[[ Data extract, beginning ]]
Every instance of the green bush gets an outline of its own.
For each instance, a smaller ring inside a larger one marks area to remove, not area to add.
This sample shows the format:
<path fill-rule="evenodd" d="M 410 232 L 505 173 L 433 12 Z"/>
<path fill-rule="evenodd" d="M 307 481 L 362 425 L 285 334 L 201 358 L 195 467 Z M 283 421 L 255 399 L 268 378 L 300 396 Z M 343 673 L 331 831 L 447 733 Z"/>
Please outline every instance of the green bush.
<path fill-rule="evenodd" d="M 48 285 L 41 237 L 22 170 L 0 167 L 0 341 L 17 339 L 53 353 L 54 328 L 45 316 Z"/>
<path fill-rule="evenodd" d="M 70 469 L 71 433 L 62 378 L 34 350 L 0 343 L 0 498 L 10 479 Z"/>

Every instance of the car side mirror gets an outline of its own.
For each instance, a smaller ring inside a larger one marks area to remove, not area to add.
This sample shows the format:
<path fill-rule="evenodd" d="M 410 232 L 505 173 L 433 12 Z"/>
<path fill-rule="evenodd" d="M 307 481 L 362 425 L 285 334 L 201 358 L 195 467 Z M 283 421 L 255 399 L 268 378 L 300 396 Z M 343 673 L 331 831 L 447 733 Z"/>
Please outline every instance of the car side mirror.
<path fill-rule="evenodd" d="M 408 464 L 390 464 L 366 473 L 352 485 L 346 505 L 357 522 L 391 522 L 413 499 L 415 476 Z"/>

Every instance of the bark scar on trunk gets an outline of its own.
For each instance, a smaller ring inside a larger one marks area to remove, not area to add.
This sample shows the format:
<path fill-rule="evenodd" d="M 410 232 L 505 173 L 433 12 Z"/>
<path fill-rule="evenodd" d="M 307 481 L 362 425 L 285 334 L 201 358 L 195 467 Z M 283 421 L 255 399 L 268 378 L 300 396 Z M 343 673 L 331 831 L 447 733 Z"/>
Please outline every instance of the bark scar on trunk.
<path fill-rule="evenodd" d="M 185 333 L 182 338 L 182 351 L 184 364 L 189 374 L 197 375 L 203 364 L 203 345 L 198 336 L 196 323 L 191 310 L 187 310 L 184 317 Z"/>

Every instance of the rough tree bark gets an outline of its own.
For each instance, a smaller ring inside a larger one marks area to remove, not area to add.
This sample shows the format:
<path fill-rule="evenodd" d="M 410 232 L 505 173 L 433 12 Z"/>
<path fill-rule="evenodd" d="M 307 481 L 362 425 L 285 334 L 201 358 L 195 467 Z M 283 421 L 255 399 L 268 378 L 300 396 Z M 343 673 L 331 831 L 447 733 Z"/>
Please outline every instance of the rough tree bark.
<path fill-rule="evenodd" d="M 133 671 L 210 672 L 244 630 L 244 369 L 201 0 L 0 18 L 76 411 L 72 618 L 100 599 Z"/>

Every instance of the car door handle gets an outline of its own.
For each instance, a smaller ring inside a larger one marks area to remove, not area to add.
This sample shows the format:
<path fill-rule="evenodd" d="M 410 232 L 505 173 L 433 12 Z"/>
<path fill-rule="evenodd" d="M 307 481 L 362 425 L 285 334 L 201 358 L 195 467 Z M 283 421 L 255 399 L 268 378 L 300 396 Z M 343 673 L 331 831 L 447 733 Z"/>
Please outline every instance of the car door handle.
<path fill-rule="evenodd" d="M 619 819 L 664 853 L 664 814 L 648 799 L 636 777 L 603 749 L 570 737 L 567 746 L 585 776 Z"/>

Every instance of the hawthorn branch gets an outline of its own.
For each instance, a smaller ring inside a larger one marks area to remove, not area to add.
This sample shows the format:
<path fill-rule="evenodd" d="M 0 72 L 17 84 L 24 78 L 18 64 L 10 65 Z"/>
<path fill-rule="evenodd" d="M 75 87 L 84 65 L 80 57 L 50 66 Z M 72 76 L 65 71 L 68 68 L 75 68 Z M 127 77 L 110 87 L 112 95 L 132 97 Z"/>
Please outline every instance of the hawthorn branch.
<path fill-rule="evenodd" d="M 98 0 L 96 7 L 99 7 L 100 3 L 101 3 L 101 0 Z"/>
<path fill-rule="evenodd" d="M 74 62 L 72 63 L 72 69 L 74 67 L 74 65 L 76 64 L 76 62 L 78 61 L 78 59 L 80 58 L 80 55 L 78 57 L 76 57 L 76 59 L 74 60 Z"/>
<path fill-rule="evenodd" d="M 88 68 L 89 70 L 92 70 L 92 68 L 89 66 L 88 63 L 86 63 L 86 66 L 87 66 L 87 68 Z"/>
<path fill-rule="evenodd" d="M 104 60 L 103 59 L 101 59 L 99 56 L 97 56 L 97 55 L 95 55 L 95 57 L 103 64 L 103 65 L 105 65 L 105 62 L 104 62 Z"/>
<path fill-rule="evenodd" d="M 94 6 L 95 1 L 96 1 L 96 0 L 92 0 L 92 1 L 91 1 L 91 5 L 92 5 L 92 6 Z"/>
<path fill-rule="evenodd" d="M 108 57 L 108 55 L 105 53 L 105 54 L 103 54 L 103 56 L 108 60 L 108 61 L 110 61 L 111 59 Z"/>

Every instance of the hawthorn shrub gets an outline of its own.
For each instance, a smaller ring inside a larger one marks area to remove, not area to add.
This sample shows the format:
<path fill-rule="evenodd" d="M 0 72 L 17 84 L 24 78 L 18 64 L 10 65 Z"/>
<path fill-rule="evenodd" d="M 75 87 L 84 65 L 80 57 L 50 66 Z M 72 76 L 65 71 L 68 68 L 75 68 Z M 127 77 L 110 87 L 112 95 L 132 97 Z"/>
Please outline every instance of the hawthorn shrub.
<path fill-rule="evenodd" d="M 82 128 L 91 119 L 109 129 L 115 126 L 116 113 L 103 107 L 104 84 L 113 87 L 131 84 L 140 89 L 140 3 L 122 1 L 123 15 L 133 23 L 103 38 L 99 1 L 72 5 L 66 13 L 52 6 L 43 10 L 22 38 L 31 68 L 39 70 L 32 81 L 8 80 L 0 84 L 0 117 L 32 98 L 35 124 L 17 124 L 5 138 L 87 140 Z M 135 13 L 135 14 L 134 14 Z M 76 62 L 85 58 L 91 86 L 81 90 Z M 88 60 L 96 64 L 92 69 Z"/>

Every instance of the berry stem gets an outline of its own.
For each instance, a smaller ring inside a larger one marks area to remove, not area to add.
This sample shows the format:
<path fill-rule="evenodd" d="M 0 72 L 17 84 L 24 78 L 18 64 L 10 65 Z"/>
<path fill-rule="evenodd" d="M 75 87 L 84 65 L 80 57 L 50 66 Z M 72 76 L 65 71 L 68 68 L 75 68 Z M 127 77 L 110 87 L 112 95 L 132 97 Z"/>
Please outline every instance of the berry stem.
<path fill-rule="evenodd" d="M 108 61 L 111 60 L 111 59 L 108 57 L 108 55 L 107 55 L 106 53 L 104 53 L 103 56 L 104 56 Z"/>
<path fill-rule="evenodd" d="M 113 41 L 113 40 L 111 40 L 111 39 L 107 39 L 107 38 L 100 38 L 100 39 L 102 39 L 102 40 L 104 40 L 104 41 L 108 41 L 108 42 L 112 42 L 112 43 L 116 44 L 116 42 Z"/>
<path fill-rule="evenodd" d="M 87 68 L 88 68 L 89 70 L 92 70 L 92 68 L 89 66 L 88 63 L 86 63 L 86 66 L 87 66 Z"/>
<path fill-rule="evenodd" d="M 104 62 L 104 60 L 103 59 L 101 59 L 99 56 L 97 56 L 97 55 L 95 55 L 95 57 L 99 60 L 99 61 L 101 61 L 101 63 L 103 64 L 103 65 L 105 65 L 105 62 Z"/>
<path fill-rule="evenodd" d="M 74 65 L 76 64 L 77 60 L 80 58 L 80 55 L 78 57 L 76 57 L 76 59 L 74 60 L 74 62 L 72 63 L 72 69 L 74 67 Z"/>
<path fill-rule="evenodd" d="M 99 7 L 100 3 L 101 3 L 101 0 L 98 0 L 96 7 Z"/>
[[ Data extract, end ]]
Problem to solve>
Your output must be one number: how many lines of the listing include "gets".

Exercise answer>
8